===== The data

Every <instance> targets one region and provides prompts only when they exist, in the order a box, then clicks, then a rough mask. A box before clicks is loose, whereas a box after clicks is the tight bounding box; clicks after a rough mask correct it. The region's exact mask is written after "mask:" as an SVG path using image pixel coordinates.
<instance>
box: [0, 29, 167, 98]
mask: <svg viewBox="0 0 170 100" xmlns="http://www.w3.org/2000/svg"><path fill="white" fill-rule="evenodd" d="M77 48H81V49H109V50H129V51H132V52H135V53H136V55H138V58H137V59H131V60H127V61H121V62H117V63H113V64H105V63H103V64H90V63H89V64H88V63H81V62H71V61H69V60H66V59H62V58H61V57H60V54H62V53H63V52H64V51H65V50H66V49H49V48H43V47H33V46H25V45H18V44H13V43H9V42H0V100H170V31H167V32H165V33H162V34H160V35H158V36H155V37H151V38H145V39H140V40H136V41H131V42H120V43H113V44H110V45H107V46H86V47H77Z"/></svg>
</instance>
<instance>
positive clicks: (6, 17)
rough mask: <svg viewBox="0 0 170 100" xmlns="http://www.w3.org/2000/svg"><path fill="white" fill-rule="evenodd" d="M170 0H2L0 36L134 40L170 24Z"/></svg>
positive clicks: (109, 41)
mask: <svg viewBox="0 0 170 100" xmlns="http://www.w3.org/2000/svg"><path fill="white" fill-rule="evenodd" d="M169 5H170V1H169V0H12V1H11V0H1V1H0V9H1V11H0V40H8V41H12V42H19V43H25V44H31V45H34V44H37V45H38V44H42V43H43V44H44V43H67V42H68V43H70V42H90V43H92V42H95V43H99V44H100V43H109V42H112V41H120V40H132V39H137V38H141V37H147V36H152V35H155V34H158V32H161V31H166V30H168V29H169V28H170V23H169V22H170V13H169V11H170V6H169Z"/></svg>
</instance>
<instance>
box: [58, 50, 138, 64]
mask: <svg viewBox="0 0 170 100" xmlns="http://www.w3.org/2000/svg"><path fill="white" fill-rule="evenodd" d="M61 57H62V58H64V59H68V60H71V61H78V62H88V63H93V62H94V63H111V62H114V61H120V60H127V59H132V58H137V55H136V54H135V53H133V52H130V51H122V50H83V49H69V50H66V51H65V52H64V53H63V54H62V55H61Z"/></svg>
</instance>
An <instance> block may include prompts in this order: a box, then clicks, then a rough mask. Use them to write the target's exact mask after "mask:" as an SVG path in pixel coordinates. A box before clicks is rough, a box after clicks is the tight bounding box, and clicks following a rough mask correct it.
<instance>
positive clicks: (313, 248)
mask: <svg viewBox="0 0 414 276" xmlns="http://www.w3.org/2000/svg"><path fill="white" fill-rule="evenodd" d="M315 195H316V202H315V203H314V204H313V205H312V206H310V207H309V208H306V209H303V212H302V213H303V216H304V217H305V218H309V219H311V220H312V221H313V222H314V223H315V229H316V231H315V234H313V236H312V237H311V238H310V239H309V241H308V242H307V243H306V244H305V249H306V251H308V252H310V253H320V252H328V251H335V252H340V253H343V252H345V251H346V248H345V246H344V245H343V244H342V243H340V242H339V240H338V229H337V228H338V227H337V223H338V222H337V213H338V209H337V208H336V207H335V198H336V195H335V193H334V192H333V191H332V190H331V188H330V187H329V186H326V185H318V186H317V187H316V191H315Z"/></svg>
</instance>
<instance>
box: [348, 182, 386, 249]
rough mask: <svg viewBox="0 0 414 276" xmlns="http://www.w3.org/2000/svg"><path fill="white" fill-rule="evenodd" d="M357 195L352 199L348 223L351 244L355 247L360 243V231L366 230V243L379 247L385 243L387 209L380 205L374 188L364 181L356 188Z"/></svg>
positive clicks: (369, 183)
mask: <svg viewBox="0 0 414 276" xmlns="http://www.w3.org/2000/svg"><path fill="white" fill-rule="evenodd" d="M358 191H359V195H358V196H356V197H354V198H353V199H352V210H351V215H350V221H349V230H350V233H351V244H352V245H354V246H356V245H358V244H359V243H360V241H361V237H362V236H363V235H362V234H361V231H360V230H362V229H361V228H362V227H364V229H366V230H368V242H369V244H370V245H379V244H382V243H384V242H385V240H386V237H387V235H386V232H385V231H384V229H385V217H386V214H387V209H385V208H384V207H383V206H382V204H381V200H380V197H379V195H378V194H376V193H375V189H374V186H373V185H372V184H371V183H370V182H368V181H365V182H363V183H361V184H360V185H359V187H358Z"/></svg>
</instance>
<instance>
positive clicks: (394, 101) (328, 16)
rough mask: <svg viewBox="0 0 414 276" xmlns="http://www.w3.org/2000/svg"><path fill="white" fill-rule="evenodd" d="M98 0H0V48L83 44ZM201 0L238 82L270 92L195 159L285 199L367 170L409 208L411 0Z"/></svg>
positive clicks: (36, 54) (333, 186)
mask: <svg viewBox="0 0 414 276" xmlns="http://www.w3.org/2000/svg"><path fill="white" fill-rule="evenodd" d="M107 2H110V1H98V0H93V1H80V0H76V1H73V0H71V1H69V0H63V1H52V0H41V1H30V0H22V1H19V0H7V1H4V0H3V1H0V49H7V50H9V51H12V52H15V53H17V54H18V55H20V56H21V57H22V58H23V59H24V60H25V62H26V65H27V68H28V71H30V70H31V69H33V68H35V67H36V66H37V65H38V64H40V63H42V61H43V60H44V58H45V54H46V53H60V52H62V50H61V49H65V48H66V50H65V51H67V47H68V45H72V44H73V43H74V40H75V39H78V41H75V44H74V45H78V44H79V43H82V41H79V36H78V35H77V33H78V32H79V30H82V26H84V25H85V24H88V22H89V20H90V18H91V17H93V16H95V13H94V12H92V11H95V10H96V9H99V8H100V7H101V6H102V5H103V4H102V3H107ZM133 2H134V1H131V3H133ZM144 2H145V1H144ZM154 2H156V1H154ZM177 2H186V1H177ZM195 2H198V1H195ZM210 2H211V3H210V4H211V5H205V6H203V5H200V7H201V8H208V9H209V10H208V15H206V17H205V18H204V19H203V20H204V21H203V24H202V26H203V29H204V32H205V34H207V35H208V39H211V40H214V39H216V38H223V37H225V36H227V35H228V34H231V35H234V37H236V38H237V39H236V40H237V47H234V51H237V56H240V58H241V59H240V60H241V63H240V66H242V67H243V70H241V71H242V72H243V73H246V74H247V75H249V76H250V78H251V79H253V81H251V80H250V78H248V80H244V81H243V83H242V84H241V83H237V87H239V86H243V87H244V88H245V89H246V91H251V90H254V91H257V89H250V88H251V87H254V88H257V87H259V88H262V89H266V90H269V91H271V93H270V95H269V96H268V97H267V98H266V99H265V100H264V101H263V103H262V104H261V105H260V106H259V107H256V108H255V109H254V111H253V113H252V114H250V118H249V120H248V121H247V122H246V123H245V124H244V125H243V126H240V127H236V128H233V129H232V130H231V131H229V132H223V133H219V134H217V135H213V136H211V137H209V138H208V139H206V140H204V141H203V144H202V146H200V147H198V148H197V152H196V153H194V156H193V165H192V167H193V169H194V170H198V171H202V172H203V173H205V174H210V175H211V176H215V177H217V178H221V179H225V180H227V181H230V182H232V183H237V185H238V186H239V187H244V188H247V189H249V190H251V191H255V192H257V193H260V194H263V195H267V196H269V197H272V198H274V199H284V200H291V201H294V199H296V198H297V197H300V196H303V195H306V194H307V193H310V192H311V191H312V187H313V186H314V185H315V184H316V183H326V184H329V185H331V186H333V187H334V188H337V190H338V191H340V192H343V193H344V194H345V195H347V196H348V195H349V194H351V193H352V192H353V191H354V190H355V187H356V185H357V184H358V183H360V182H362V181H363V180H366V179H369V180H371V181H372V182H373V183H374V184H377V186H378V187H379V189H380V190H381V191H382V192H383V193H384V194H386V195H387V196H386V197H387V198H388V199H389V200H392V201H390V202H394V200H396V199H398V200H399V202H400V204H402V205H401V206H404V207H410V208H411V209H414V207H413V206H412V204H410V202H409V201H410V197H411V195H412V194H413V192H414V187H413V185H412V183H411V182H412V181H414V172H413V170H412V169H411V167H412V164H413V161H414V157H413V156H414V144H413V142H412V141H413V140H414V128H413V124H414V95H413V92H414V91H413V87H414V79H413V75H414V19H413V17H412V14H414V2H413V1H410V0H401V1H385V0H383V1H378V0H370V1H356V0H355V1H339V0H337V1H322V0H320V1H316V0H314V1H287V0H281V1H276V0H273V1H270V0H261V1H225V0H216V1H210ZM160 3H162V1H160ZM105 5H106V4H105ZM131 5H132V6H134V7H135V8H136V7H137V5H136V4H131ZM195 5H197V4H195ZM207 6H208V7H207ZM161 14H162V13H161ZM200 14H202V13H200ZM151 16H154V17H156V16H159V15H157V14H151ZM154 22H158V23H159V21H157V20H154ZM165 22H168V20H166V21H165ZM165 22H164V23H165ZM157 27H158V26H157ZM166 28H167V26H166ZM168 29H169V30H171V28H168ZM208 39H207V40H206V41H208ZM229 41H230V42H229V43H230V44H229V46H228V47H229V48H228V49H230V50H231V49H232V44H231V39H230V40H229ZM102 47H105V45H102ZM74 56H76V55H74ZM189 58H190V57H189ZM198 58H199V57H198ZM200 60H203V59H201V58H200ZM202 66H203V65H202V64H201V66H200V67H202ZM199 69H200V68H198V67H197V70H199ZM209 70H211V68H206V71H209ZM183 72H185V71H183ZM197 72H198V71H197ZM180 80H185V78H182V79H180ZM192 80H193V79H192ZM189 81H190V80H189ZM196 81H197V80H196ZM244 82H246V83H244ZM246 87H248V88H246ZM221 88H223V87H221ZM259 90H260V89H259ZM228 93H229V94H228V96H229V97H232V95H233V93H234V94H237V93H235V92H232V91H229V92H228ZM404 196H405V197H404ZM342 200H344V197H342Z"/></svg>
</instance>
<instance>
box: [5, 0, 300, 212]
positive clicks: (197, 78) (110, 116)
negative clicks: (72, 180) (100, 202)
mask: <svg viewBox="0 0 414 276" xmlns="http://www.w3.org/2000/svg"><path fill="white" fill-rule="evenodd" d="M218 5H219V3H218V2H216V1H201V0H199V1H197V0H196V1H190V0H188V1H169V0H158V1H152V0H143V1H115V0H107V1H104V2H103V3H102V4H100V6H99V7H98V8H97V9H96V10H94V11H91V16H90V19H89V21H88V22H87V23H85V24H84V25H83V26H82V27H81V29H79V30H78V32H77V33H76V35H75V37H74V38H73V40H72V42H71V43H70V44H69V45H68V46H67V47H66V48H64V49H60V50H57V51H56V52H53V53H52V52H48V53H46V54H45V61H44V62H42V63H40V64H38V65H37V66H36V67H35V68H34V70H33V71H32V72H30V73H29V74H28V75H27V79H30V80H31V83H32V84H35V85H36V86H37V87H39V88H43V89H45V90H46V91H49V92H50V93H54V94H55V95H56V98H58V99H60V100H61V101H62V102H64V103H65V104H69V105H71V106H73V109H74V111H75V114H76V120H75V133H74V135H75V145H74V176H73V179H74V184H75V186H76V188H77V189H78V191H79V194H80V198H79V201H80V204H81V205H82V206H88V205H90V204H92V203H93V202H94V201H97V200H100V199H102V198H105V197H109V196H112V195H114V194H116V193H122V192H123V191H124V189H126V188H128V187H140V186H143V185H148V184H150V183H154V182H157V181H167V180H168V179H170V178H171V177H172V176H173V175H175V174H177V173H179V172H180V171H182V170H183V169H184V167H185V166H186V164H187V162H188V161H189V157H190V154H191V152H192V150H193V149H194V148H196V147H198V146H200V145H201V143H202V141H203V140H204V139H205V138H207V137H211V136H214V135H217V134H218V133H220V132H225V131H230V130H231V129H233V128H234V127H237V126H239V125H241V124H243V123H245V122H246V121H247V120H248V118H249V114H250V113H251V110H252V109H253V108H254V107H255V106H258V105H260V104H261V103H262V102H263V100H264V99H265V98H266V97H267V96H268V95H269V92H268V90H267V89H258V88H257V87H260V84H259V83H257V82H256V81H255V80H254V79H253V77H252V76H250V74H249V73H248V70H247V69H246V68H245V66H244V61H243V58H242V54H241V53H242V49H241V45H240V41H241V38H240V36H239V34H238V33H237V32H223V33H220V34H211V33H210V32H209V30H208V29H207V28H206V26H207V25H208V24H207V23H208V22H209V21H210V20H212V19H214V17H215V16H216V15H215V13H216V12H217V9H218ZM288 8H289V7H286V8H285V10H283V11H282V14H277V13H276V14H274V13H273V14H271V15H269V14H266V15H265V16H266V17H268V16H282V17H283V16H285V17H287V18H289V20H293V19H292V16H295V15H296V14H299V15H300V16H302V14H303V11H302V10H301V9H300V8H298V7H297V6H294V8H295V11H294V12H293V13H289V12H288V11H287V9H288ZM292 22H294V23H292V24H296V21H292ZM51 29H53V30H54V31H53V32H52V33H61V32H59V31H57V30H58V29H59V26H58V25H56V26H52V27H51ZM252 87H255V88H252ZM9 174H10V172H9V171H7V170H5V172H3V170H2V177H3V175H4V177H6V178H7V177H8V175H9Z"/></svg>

==========

:: Exercise objective ::
Which lines in the items above contain the word "prompts"? Copy each such line in full, treating uppercase and lowercase as different.

:: Answer box ::
Every <instance> targets one region and provides prompts only when they exist, in the order a box, then clicks, then a rough mask. A box before clicks is loose, whereas a box after clicks is the tight bounding box; clicks after a rough mask correct it. The region's exact mask is written after "mask:" as an SVG path using image pixel coordinates.
An <instance> block may include prompts in this order: a box, then clicks, then a rough mask. Use them to write the target's exact mask after "mask:" as an SVG path in pixel coordinates. A box before clicks is rough, a box after clicks is the tight bounding box, and clicks following a rough mask correct it.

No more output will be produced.